─── Records shown

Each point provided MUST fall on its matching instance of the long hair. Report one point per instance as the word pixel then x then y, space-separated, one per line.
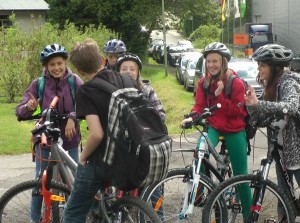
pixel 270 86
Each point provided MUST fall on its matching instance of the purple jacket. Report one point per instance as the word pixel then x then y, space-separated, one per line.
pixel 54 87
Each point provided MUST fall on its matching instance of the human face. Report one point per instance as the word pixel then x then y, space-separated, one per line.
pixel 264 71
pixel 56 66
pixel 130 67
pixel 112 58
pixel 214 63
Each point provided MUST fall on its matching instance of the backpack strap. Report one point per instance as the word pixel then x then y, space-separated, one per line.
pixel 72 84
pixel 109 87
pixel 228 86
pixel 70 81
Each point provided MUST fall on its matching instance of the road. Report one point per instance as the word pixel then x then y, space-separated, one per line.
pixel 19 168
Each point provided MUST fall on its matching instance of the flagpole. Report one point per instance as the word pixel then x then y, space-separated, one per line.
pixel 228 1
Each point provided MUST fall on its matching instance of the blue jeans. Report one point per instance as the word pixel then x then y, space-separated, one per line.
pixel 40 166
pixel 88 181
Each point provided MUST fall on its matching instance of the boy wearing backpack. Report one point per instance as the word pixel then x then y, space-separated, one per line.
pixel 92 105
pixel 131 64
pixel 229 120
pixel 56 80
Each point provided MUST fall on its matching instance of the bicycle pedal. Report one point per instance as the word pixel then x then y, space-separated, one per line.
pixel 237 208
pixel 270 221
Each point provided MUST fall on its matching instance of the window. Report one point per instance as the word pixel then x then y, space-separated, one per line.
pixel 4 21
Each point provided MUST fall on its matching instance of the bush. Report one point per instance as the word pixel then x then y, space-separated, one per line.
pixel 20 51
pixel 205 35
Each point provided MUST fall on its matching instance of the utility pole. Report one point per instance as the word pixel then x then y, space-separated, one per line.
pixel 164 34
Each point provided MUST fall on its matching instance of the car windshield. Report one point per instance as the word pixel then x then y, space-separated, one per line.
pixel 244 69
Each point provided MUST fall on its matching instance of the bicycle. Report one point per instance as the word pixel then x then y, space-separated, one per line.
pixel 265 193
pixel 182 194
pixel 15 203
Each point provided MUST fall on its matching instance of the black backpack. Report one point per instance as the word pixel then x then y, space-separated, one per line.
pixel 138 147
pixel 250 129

──────

Task details — Only the records are wanted, copied exactly, with the pictures dropped.

Worked solution —
Each point provided MUST fall on its matching instance of the long hair. Report one point per instance as the word pixel then x then y, space-separated, one per line.
pixel 270 86
Each point provided MUST fall on its matching instance of the purple jacket. Report one point per instance as the word pixel then x then y, space-separated, one per line.
pixel 54 87
Each point provided MUST fall on its matching instance of the human face. Report one point per instance as the word pixel then x then y, space-separated, one per line.
pixel 264 71
pixel 56 66
pixel 130 67
pixel 112 58
pixel 214 63
Each point provided MUST fall on its matching instance of the backpack strap. Report one point per instance as the word pixel then x then y, space-separated, one per line.
pixel 72 84
pixel 109 87
pixel 228 86
pixel 70 81
Each point provided MUST fall on its matching instance of the road. Report one point per instance as the word pixel then x then y, space-separated, one per line.
pixel 19 168
Each point provided MUST fall on its matching instance of the flagpole. Report one point per instance as the word pixel then x then y, space-separated, one per line.
pixel 228 1
Each point provided MUST fall on its matching instance of the blue jeans. Report one point per instance as the word pixel then x then y, space-separated, one per line.
pixel 40 166
pixel 88 181
Each point provided MUST fall on its matching instance of the boy wearing backpack. Report one point per instance as the word pixel then x then y, space-separated, one per line.
pixel 92 105
pixel 131 64
pixel 229 120
pixel 56 80
Each point provided MUST fall on its matching instance of the bicycle pedal. Report one point per instance as the word pixel then x then y, space-separated, one per line.
pixel 237 208
pixel 270 221
Each point provided MUST fall on its matching instance of the window. Report one point per instance as the word pixel then x then y, space-separated, one per line.
pixel 4 21
Each point provided MUST fall on its matching instance of the bush. Report one point per instance as the word pixel then x then y, space-separated, one per line.
pixel 20 51
pixel 205 35
Each point provided MUST fall on its matching instance of the utility pole. Report one point per instance as the word pixel then x then y, space-separated, one per line.
pixel 164 34
Each point provided MUST fall on its matching instance of the car windshield. Report one point per instance as the word pixel then x then y, space-separated, one per line.
pixel 244 69
Each point provided MUST fall on its matching instance of the bicycle. Report one point per instance as the word pixel then x then y, space-separated, one per line.
pixel 265 193
pixel 182 194
pixel 15 203
Each point provided MUST fall on its matching instance of the black backpack. Report one point per instance as the word pixel then x then y, space-separated, one per line.
pixel 138 147
pixel 250 129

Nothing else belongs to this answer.